# Tasks to complete
1 – In the Kafka-Kinesis-Connector guide, where must the MSK cluster and the client reside?
2 – Extend the Kafka-Kinesis-Connector guide, picking up after its last line shown.

===== Source document =====

How do I use the Kafka-Kinesis-Connector to connect to my Amazon MSK cluster?

4 minute read

When I try to use the Kafka-Kinesis-Connector to connect with Amazon Managed Streaming for Apache Kafka (Amazon MSK), I receive an error message.

Short description

Prerequisites:

You have an active AWS subscription.
You have a virtual private cloud (VPC) that's visible to both the client machine and MSK cluster. The MSK cluster and client must reside in the same VPC.
You have connectivity to Amazon MSK and Apache Zookeeper servers.
There are two subnets associated with your VPC.
You created topics in MSK to send and receive messages from the server.

Resolution

Build your project file

To download the Kafka-Kinesis-Connector, clone the kafka-kinesis-connector project from the GitHub website.

To build the amazon-kinesis-kafka-connector-X.X.X.jar file in the target directory, run the mvn package command:

[ec2-user@ip-10-0-0-71 kinesis-kafka-connector]$ mvn package..
......

===== Data excerpts =====

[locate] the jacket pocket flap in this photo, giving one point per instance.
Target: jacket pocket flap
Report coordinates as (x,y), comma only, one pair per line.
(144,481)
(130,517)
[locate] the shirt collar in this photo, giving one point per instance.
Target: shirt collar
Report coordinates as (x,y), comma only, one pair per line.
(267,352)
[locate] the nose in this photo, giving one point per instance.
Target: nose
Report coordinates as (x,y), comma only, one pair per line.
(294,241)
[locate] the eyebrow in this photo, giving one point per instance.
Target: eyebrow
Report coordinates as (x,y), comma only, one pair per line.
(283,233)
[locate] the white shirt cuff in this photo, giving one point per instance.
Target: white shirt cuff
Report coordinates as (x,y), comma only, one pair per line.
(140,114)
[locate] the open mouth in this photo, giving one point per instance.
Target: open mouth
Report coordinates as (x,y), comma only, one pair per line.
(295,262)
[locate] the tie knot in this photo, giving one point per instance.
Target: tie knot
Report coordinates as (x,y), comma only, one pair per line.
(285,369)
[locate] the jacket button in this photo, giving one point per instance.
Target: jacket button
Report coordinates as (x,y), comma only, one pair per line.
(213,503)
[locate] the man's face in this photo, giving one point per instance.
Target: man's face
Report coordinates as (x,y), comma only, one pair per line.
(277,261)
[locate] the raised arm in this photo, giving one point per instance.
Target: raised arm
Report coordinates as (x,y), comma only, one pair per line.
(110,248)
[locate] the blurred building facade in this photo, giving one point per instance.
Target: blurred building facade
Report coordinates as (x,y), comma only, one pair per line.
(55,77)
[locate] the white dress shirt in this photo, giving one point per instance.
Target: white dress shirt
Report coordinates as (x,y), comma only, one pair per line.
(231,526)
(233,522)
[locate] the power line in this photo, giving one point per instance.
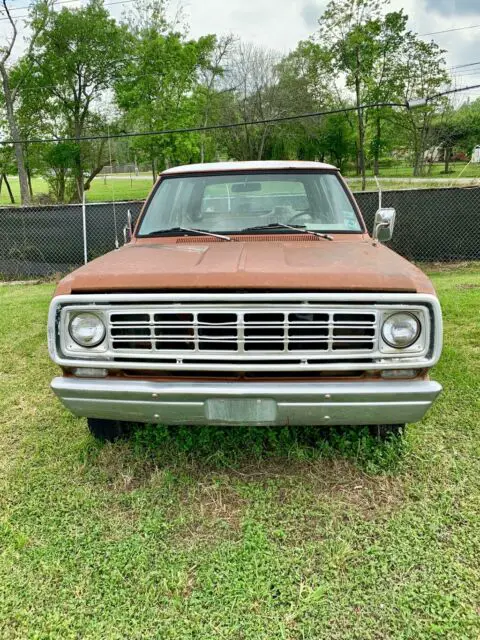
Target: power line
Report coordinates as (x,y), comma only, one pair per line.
(213,127)
(29,6)
(234,125)
(462,66)
(107,4)
(435,33)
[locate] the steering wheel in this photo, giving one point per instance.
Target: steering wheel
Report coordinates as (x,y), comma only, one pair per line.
(299,215)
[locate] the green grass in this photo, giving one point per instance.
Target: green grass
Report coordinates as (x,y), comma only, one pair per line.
(104,188)
(436,170)
(238,533)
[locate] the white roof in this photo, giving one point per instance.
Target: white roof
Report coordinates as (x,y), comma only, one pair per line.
(269,165)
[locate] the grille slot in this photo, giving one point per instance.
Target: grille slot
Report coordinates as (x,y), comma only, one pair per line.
(254,332)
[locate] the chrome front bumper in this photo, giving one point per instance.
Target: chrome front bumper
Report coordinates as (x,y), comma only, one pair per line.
(239,403)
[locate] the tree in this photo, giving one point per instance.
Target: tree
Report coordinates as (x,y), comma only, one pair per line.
(39,15)
(77,58)
(253,76)
(349,32)
(424,73)
(208,97)
(157,87)
(385,83)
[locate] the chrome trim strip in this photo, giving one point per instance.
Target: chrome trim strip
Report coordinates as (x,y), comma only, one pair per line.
(343,403)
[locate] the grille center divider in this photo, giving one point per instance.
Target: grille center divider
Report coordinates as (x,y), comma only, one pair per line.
(305,329)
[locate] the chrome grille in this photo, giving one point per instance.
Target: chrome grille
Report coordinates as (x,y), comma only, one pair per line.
(253,332)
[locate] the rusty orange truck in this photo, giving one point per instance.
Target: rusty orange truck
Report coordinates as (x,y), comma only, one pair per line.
(249,293)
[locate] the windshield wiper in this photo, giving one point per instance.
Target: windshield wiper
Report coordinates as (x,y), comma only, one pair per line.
(293,227)
(200,232)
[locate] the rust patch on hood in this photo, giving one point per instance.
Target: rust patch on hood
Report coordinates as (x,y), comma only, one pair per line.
(347,264)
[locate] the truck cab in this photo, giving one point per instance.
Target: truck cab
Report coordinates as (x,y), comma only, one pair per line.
(248,294)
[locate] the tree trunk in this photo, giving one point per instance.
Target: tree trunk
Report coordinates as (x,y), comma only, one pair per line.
(7,184)
(262,143)
(29,176)
(91,177)
(361,126)
(448,153)
(61,186)
(376,159)
(14,134)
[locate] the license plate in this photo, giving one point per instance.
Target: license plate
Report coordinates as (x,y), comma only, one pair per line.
(241,410)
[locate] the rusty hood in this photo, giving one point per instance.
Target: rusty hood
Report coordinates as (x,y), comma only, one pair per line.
(340,265)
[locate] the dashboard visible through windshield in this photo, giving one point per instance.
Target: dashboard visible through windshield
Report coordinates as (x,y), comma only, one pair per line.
(236,202)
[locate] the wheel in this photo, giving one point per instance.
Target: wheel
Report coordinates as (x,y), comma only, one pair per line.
(108,430)
(385,431)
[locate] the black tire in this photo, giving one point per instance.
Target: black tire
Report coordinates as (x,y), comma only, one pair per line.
(108,430)
(386,431)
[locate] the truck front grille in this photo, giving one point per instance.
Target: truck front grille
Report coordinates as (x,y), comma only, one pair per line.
(243,333)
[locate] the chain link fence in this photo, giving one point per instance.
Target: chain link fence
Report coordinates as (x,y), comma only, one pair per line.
(433,225)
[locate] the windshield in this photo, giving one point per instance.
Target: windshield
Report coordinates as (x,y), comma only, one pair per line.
(237,202)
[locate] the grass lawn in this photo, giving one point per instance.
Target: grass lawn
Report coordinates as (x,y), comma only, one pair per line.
(238,533)
(101,190)
(122,187)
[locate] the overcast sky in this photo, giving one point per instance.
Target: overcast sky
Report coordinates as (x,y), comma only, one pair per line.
(280,24)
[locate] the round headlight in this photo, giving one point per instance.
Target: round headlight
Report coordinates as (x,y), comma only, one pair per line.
(401,330)
(87,329)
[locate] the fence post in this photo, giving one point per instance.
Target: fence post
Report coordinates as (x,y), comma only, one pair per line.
(84,218)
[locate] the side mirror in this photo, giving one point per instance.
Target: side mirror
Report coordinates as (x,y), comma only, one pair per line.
(384,225)
(128,228)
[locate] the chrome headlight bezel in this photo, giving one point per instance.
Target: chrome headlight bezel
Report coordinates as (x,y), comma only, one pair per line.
(416,333)
(70,342)
(100,329)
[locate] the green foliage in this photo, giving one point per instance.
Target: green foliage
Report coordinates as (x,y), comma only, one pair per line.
(155,88)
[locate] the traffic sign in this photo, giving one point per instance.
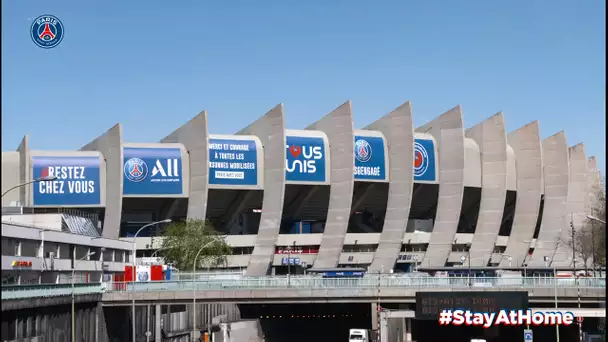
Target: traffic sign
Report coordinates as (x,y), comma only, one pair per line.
(528,335)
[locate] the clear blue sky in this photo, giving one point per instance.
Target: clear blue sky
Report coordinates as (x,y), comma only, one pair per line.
(152,65)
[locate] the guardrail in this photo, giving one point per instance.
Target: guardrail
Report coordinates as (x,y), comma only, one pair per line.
(52,290)
(354,283)
(10,292)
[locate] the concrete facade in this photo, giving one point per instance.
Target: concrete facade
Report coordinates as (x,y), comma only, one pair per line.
(482,158)
(578,199)
(193,135)
(448,130)
(270,128)
(491,137)
(555,218)
(526,145)
(397,127)
(338,126)
(110,146)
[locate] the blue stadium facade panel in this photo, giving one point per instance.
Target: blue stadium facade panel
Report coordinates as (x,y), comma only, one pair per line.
(552,185)
(398,129)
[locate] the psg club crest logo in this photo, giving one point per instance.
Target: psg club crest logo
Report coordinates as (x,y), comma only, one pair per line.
(47,31)
(421,160)
(363,151)
(142,276)
(135,170)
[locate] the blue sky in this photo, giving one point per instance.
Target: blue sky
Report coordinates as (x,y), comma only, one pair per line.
(152,65)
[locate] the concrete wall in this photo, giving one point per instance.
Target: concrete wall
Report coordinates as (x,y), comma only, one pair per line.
(24,169)
(555,213)
(11,176)
(472,164)
(53,323)
(270,128)
(193,135)
(110,146)
(529,168)
(578,196)
(338,126)
(491,137)
(448,131)
(398,130)
(594,181)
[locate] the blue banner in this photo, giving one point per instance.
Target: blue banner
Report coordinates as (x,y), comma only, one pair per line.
(77,181)
(424,160)
(370,161)
(233,162)
(305,160)
(152,171)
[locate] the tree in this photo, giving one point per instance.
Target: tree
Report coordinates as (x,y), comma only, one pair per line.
(589,242)
(598,229)
(184,240)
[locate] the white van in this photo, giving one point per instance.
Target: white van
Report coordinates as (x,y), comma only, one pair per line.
(358,335)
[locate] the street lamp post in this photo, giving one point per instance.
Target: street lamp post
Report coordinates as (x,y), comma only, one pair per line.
(469,260)
(289,264)
(73,297)
(194,284)
(39,179)
(133,272)
(555,295)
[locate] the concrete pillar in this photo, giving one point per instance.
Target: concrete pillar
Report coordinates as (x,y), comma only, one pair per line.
(97,310)
(157,323)
(408,330)
(383,328)
(374,316)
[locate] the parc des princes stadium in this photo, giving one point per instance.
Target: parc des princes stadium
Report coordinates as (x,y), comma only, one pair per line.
(384,197)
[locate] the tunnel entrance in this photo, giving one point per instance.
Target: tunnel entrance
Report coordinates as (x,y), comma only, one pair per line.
(308,322)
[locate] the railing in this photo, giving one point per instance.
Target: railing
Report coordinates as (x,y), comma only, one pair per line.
(304,282)
(48,290)
(297,282)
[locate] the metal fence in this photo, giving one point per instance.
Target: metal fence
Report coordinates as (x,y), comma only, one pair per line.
(48,290)
(302,282)
(353,283)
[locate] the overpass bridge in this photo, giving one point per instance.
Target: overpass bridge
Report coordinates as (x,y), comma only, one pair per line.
(168,304)
(303,289)
(270,290)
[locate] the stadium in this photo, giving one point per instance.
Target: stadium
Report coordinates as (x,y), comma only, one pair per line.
(389,197)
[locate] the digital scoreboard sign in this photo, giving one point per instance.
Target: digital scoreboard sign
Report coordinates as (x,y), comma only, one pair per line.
(430,304)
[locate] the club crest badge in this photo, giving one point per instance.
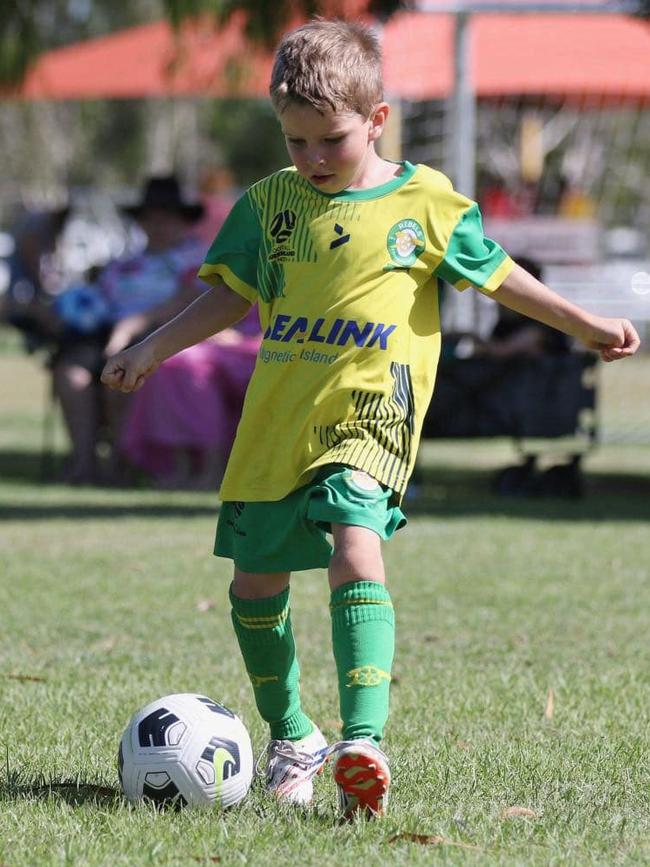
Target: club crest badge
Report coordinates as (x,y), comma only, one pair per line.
(405,242)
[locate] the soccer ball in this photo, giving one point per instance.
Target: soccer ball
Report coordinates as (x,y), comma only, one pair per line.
(186,750)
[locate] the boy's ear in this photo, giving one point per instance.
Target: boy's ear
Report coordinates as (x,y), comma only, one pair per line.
(378,120)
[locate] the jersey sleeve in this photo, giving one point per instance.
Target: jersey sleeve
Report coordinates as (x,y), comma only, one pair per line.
(234,253)
(471,259)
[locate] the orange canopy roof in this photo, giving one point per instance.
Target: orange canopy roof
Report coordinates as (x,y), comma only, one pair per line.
(566,55)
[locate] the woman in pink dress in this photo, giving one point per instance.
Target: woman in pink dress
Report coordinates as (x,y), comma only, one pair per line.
(182,422)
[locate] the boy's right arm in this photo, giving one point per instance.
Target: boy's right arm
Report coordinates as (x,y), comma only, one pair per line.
(217,308)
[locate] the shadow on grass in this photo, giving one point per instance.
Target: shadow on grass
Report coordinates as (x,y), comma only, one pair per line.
(75,793)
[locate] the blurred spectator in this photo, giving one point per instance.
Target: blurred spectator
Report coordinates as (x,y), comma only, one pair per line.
(218,196)
(34,277)
(131,297)
(184,449)
(574,203)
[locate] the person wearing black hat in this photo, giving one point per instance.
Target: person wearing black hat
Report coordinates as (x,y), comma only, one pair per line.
(138,293)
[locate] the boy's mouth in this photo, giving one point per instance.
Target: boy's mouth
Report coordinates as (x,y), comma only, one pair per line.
(321,178)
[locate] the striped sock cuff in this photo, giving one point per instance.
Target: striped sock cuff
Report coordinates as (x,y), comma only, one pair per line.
(260,613)
(359,602)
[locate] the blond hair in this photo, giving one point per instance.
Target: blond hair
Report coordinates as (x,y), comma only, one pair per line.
(329,65)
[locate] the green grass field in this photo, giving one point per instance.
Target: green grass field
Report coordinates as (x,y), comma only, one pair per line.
(522,677)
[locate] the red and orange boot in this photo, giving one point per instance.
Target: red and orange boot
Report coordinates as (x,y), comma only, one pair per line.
(362,777)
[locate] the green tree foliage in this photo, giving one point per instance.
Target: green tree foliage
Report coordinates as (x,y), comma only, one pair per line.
(29,27)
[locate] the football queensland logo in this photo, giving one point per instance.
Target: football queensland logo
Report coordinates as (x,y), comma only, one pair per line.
(405,242)
(281,229)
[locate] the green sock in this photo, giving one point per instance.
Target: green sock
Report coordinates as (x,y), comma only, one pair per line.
(263,630)
(363,638)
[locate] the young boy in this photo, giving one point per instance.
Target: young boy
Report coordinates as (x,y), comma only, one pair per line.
(342,253)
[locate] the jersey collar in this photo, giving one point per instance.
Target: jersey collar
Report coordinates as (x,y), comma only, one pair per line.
(408,170)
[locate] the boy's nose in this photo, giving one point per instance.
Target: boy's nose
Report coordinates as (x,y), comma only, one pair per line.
(316,161)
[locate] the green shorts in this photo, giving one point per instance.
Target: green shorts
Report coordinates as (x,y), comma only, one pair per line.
(289,535)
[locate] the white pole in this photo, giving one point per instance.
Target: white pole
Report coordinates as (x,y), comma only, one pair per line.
(464,108)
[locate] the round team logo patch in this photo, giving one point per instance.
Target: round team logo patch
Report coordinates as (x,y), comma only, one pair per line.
(405,242)
(364,481)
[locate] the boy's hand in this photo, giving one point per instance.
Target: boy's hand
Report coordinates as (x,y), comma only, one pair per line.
(613,338)
(128,370)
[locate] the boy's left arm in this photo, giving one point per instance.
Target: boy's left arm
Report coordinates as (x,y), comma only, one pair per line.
(612,338)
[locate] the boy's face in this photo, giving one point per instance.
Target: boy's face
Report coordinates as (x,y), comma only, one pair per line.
(332,150)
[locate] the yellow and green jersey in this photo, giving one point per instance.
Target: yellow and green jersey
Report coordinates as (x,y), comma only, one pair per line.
(347,288)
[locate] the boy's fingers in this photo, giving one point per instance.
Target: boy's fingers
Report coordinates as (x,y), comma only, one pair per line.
(112,375)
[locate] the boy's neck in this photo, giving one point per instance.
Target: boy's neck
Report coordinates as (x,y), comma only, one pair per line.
(376,171)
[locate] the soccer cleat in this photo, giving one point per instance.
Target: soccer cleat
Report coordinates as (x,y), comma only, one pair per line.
(362,778)
(292,765)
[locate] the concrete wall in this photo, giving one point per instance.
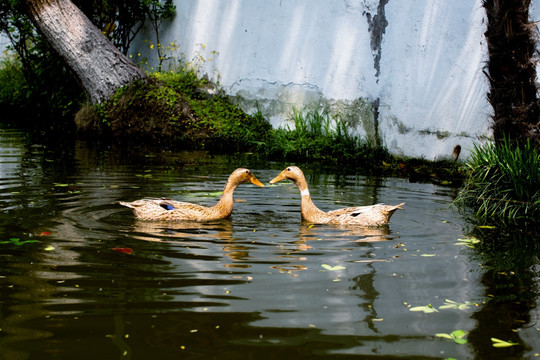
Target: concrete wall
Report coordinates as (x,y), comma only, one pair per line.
(407,73)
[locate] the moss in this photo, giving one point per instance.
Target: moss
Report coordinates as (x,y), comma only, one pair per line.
(181,111)
(174,109)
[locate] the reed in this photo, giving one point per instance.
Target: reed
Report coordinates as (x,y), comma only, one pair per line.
(503,183)
(318,136)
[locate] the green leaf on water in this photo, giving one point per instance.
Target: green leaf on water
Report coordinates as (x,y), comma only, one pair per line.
(502,343)
(469,241)
(457,336)
(333,268)
(18,242)
(449,304)
(428,309)
(214,194)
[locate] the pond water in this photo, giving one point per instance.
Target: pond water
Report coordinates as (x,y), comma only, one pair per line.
(82,279)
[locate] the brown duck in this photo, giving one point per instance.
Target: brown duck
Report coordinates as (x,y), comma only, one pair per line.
(170,210)
(373,215)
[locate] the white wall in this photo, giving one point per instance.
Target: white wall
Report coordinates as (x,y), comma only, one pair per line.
(280,54)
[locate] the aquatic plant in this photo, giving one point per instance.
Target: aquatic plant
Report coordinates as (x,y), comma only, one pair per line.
(503,183)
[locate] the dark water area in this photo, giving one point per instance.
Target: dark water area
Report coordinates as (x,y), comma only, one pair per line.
(80,278)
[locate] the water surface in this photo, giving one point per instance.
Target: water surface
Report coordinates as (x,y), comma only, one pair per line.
(261,285)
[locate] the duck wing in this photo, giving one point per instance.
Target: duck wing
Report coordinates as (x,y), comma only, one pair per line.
(372,215)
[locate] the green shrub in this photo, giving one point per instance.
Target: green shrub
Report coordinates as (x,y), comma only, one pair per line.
(503,184)
(318,136)
(14,89)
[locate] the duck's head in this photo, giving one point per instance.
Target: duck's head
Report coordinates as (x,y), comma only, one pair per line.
(291,172)
(241,175)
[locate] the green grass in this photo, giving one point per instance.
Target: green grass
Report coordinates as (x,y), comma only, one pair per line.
(318,136)
(503,184)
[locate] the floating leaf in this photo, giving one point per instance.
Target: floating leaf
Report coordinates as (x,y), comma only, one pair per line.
(470,241)
(333,268)
(123,250)
(449,304)
(426,309)
(502,343)
(457,336)
(18,242)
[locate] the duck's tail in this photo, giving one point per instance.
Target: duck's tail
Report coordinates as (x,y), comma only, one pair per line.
(126,204)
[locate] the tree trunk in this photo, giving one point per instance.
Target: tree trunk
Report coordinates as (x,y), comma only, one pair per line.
(511,70)
(100,67)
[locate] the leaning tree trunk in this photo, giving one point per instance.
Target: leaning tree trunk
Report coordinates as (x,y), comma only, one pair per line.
(511,70)
(100,67)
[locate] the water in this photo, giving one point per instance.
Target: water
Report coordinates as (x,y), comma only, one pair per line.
(261,285)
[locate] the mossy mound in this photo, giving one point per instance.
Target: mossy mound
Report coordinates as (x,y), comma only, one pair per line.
(174,108)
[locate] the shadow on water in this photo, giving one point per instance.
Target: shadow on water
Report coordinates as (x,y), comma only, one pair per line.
(510,277)
(97,283)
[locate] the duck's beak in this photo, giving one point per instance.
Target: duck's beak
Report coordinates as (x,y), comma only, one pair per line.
(255,181)
(280,177)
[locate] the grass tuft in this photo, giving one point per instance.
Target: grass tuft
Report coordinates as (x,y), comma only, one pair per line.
(503,183)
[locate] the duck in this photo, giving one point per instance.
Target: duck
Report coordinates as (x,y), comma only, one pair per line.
(365,216)
(163,209)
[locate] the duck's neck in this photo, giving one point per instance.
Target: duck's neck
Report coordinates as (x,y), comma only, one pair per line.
(225,204)
(307,207)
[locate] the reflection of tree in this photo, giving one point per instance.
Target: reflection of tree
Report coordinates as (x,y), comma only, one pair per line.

=====

# Responses for each task
1 – In the same VPC.

2 –
[INFO] Replacing /home/ec2-user/kafka-kinesis-connector/kafka-kinesis-connector/target/amazon-kinesis-kafka-connector-0.0.9-SNAPSHOT.jar with /home/ec2-user/kafka-kinesis-connector/kafka-kinesis-connector/target/amazon-kinesis-kafka-connector-0.0.9-SNAPSHOT-shaded.jar
[INFO] ------------------------------------------------------------------------
[INFO] BUILD SUCCESS
[INFO] ------------------------------------------------------------------------
[INFO] Total time: 28.822 s
[INFO] Finished at: 2020-02-19T13:01:31Z[INFO] Final Memory: 26M/66M
[INFO] ------------------------------------------------------------------------

The Kafka-Kinesis-Connector looks for credentials in the following order: environment variables, java system properties, and the credentials profile file.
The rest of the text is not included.